* Instructions to follow *
Write out only the opening lines of the entries, through the line with "the input photo".

* Collected data *
──────────────────────────────

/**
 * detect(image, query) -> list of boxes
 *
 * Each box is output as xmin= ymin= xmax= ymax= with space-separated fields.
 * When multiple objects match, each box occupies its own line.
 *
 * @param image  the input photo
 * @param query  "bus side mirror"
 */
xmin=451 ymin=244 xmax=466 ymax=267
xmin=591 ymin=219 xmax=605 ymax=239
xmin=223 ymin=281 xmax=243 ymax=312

──────────────────────────────

* Output *
/**
 * detect(image, query) -> list of boxes
 *
 * Each box is output as xmin= ymin= xmax= ymax= with space-separated fields.
 * When multiple objects match, each box occupies its own line.
 *
 * @param image  the input photo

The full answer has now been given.